> [Exercise goal]: Your answer must be the lines from the top of the listing below through the line that holds "Query: eyeglasses", retyped exactly, with no pictures.

> [Data for analysis]:
════
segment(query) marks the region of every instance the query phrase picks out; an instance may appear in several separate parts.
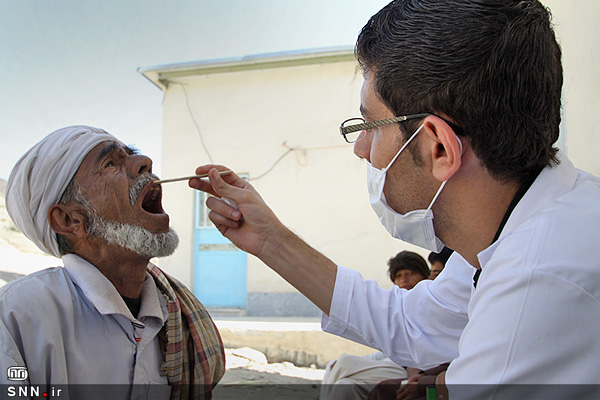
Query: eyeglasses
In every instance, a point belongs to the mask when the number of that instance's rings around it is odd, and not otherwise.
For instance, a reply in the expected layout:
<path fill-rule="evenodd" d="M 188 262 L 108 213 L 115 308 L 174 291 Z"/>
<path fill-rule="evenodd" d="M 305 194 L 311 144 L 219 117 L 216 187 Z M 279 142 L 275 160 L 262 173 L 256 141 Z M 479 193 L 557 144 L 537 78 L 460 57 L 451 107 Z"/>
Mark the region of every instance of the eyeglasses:
<path fill-rule="evenodd" d="M 380 119 L 377 121 L 366 122 L 363 118 L 350 118 L 340 125 L 340 133 L 348 143 L 354 143 L 365 137 L 365 132 L 378 126 L 389 125 L 396 122 L 408 121 L 409 119 L 425 118 L 429 113 L 402 115 L 399 117 Z"/>

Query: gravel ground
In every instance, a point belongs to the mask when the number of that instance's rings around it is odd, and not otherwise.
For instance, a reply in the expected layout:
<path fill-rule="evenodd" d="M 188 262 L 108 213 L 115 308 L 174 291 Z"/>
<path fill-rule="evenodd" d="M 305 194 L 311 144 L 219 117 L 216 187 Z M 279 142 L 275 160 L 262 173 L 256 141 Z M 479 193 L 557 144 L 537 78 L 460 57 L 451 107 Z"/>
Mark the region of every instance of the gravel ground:
<path fill-rule="evenodd" d="M 250 349 L 225 349 L 227 372 L 222 384 L 318 384 L 325 370 L 296 367 L 290 362 L 268 363 L 264 354 Z"/>
<path fill-rule="evenodd" d="M 215 400 L 318 399 L 322 369 L 289 362 L 267 363 L 253 349 L 226 349 L 227 371 L 213 392 Z"/>

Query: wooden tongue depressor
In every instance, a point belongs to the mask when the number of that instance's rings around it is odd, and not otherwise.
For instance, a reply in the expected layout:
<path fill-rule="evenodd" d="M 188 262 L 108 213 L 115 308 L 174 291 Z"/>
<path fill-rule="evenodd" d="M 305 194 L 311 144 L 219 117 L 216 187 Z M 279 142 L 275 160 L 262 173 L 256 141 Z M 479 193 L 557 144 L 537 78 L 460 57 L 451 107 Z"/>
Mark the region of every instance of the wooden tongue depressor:
<path fill-rule="evenodd" d="M 229 175 L 232 174 L 233 171 L 221 171 L 219 172 L 219 175 Z M 208 174 L 202 174 L 202 175 L 192 175 L 192 176 L 182 176 L 181 178 L 169 178 L 169 179 L 159 179 L 157 181 L 154 181 L 152 183 L 154 184 L 161 184 L 161 183 L 169 183 L 169 182 L 178 182 L 178 181 L 189 181 L 192 178 L 208 178 Z"/>
<path fill-rule="evenodd" d="M 227 170 L 227 171 L 220 171 L 219 175 L 223 176 L 223 175 L 229 175 L 232 174 L 233 171 Z M 178 182 L 178 181 L 188 181 L 192 178 L 198 178 L 198 179 L 202 179 L 202 178 L 208 178 L 208 174 L 202 174 L 202 175 L 192 175 L 192 176 L 182 176 L 181 178 L 169 178 L 169 179 L 159 179 L 157 181 L 152 182 L 153 184 L 161 184 L 161 183 L 169 183 L 169 182 Z M 230 207 L 235 208 L 236 210 L 239 210 L 237 204 L 235 203 L 235 201 L 228 199 L 227 197 L 221 197 L 221 200 L 223 200 L 227 205 L 229 205 Z"/>

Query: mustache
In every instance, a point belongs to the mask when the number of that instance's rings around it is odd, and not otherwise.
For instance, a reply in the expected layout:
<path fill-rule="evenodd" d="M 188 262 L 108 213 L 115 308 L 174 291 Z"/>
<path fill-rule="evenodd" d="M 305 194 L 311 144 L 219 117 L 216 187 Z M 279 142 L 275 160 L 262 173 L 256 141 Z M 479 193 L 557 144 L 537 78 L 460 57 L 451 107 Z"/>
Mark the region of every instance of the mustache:
<path fill-rule="evenodd" d="M 141 174 L 129 188 L 129 201 L 133 206 L 139 199 L 146 185 L 158 179 L 158 176 L 150 172 Z"/>

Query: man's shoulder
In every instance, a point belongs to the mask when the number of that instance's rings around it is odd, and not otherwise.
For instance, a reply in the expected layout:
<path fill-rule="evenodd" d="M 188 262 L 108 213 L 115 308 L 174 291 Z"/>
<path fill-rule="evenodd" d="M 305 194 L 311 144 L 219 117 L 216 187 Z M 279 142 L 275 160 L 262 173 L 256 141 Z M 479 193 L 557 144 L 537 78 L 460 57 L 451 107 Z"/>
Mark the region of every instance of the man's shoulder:
<path fill-rule="evenodd" d="M 501 239 L 521 241 L 546 254 L 570 246 L 584 251 L 600 239 L 600 178 L 577 170 L 563 156 L 561 164 L 544 170 L 519 202 Z M 523 243 L 521 243 L 523 244 Z"/>
<path fill-rule="evenodd" d="M 39 302 L 49 294 L 60 293 L 72 285 L 63 267 L 46 268 L 7 283 L 0 288 L 0 304 Z"/>
<path fill-rule="evenodd" d="M 600 242 L 600 180 L 580 174 L 571 190 L 541 201 L 543 206 L 518 219 L 492 246 L 484 271 L 487 267 L 524 278 L 544 274 L 556 280 L 557 290 L 574 285 L 600 299 L 595 284 L 600 280 L 595 257 Z"/>
<path fill-rule="evenodd" d="M 574 184 L 563 196 L 556 200 L 568 199 L 570 202 L 595 202 L 600 200 L 600 177 L 583 170 L 576 170 L 577 176 Z"/>
<path fill-rule="evenodd" d="M 581 250 L 591 250 L 600 239 L 599 204 L 600 178 L 578 171 L 572 188 L 547 201 L 524 225 L 546 228 L 547 245 L 581 245 Z"/>

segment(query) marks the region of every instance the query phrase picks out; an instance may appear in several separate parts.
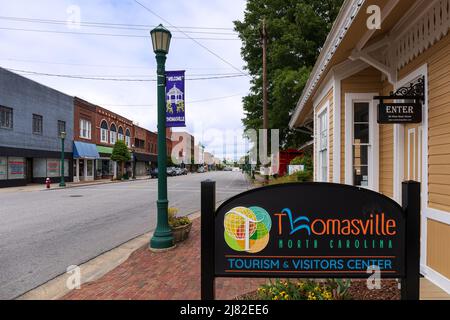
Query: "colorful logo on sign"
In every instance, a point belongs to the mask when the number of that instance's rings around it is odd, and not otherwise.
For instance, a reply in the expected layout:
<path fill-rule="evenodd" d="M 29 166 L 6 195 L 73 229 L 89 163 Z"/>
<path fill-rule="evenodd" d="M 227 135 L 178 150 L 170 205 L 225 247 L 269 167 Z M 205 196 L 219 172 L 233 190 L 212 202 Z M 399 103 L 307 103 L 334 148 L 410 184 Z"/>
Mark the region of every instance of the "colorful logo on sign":
<path fill-rule="evenodd" d="M 225 242 L 235 251 L 257 253 L 269 243 L 272 219 L 263 208 L 233 208 L 225 214 L 223 224 Z"/>

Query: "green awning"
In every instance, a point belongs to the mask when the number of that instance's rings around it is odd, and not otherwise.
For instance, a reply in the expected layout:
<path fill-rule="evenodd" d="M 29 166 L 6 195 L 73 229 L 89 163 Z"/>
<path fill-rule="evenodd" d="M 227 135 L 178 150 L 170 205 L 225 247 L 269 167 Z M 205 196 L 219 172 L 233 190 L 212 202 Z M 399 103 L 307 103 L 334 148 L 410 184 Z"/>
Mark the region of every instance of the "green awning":
<path fill-rule="evenodd" d="M 103 146 L 97 146 L 97 151 L 98 151 L 98 153 L 112 154 L 113 148 L 110 148 L 110 147 L 103 147 Z"/>

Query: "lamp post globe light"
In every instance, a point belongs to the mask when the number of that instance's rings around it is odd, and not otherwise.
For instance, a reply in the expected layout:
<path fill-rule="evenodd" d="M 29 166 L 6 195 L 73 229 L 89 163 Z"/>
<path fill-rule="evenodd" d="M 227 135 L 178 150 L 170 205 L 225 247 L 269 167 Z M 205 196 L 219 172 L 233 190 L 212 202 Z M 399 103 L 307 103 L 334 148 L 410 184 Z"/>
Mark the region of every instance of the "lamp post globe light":
<path fill-rule="evenodd" d="M 64 140 L 66 139 L 66 133 L 61 132 L 61 181 L 59 183 L 60 187 L 65 187 L 66 182 L 64 181 Z"/>
<path fill-rule="evenodd" d="M 169 53 L 172 34 L 161 24 L 150 34 L 153 51 L 156 54 L 158 75 L 158 214 L 156 230 L 150 240 L 150 249 L 164 250 L 174 247 L 174 239 L 168 221 L 165 74 L 166 55 Z"/>

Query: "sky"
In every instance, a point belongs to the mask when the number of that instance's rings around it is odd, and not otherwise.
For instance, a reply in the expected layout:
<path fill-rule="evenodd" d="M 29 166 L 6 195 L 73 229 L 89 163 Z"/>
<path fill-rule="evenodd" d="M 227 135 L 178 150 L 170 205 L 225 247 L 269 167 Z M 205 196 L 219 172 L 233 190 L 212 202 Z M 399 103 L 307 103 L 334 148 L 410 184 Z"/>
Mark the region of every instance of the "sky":
<path fill-rule="evenodd" d="M 233 76 L 187 80 L 187 128 L 175 131 L 194 134 L 219 158 L 240 158 L 246 146 L 242 97 L 249 91 L 250 78 L 243 75 L 245 63 L 233 21 L 243 19 L 246 1 L 138 1 L 149 10 L 135 0 L 0 0 L 0 66 L 47 74 L 155 79 L 149 31 L 162 23 L 173 35 L 166 70 L 186 70 L 187 79 Z M 114 25 L 99 28 L 87 23 Z M 143 27 L 131 30 L 130 25 Z M 155 82 L 25 76 L 157 130 Z"/>

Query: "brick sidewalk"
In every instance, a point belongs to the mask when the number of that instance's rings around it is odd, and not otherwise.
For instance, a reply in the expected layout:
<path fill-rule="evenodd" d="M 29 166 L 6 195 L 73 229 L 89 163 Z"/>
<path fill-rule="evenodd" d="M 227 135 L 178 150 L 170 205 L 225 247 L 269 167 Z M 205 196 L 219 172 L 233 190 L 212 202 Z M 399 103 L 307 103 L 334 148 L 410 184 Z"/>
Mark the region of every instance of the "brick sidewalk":
<path fill-rule="evenodd" d="M 216 298 L 234 299 L 266 279 L 217 279 Z M 189 239 L 174 250 L 153 253 L 147 246 L 97 281 L 84 284 L 63 300 L 198 300 L 200 299 L 200 219 Z"/>

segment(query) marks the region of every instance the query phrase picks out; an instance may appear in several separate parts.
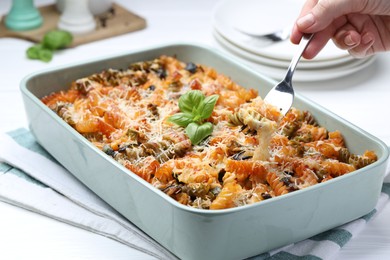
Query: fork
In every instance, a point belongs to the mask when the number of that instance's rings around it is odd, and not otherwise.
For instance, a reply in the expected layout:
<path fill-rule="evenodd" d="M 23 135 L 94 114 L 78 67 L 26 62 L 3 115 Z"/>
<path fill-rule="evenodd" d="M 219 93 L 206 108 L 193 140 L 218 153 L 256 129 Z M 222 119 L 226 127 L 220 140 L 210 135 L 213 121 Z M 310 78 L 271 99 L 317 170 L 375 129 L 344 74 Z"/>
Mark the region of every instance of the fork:
<path fill-rule="evenodd" d="M 282 30 L 268 33 L 268 34 L 255 34 L 255 33 L 249 33 L 249 32 L 243 31 L 239 28 L 235 28 L 235 29 L 242 34 L 248 35 L 248 36 L 255 38 L 257 40 L 268 41 L 270 43 L 275 43 L 275 42 L 287 40 L 290 37 L 290 32 L 291 32 L 290 27 L 286 27 Z"/>
<path fill-rule="evenodd" d="M 294 75 L 295 68 L 302 57 L 302 53 L 305 51 L 312 38 L 313 34 L 303 35 L 298 45 L 298 51 L 295 53 L 287 69 L 286 76 L 281 82 L 274 86 L 264 98 L 266 103 L 277 107 L 283 116 L 290 110 L 294 101 L 295 94 L 292 85 L 292 77 Z"/>

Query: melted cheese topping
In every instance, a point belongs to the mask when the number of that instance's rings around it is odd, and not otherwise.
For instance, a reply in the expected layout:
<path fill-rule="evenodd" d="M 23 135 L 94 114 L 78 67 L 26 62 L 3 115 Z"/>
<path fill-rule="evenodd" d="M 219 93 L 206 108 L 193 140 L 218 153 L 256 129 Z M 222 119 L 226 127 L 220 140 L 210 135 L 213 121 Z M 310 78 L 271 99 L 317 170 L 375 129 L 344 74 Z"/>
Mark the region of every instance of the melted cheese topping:
<path fill-rule="evenodd" d="M 192 146 L 167 119 L 189 90 L 218 94 L 211 136 Z M 376 160 L 350 154 L 307 111 L 281 117 L 213 68 L 162 56 L 78 79 L 42 101 L 131 172 L 182 204 L 224 209 L 327 181 Z"/>

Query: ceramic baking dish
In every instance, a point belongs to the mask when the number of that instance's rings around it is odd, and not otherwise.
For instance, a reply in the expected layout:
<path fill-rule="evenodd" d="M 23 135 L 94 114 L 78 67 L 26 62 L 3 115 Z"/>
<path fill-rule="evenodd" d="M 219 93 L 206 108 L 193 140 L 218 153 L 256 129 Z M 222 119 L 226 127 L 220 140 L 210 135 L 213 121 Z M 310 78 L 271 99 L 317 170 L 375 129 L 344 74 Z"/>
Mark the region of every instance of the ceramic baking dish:
<path fill-rule="evenodd" d="M 265 93 L 274 81 L 207 46 L 175 44 L 124 53 L 35 73 L 21 83 L 29 126 L 38 142 L 86 186 L 183 259 L 242 259 L 308 238 L 370 212 L 379 197 L 387 146 L 325 108 L 296 95 L 329 130 L 340 130 L 352 153 L 374 150 L 378 161 L 353 173 L 261 203 L 225 210 L 183 206 L 98 150 L 40 98 L 81 77 L 132 62 L 175 55 L 214 67 Z"/>

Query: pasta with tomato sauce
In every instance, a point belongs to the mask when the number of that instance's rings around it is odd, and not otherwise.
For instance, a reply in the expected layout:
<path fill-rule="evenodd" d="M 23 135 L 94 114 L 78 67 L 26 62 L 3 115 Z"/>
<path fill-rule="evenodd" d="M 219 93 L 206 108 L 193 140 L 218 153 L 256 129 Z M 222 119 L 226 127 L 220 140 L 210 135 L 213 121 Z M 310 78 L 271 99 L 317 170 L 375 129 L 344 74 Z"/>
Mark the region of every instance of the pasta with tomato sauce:
<path fill-rule="evenodd" d="M 168 119 L 179 98 L 218 95 L 211 135 L 193 145 Z M 184 205 L 226 209 L 304 189 L 377 160 L 352 154 L 308 111 L 286 116 L 215 69 L 175 57 L 77 79 L 42 102 L 133 174 Z"/>

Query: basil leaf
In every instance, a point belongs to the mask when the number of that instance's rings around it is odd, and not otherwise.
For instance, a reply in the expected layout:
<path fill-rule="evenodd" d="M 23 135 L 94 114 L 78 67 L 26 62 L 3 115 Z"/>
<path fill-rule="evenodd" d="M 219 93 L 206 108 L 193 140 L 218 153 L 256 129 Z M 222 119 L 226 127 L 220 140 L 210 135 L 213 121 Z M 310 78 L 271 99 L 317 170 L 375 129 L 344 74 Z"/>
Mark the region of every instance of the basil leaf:
<path fill-rule="evenodd" d="M 70 32 L 53 30 L 43 36 L 40 44 L 28 48 L 26 54 L 29 59 L 49 62 L 55 50 L 69 46 L 72 41 L 73 36 Z"/>
<path fill-rule="evenodd" d="M 200 120 L 207 119 L 211 116 L 214 110 L 214 106 L 218 101 L 218 95 L 212 95 L 206 97 L 198 108 L 198 115 Z"/>
<path fill-rule="evenodd" d="M 191 90 L 183 94 L 179 99 L 179 108 L 183 113 L 192 114 L 199 104 L 205 99 L 200 90 Z"/>
<path fill-rule="evenodd" d="M 26 51 L 27 58 L 29 58 L 31 60 L 38 60 L 39 59 L 39 51 L 42 49 L 43 49 L 43 47 L 41 44 L 36 44 L 34 46 L 31 46 Z"/>
<path fill-rule="evenodd" d="M 186 127 L 193 120 L 192 115 L 187 113 L 177 113 L 168 118 L 169 122 Z"/>
<path fill-rule="evenodd" d="M 213 132 L 213 125 L 206 122 L 202 125 L 197 123 L 189 124 L 185 129 L 186 135 L 190 138 L 193 145 L 197 145 Z"/>
<path fill-rule="evenodd" d="M 185 127 L 192 145 L 197 145 L 213 132 L 210 122 L 202 122 L 211 116 L 218 98 L 218 95 L 205 97 L 200 90 L 188 91 L 179 99 L 181 113 L 169 117 L 168 121 Z"/>
<path fill-rule="evenodd" d="M 73 36 L 70 32 L 53 30 L 45 34 L 42 44 L 47 49 L 58 50 L 69 46 L 72 40 Z"/>
<path fill-rule="evenodd" d="M 41 61 L 49 62 L 53 59 L 53 52 L 49 49 L 41 49 L 38 51 L 38 56 Z"/>

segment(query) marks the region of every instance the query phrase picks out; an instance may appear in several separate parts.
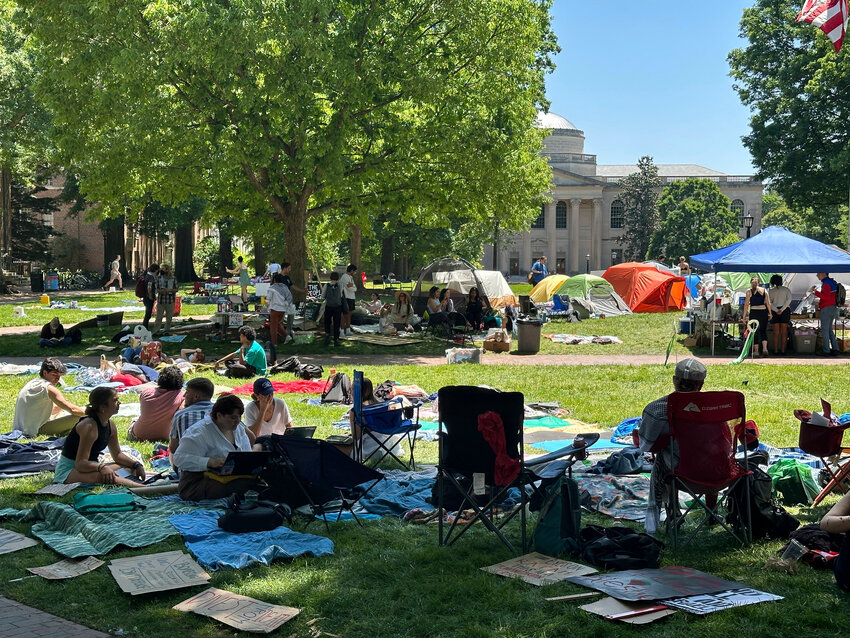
════
> [Output for this exercise]:
segment(query) marks the region of every instance the query phrase picks out; an instance may appear in several separate parts.
Query: eyeglasses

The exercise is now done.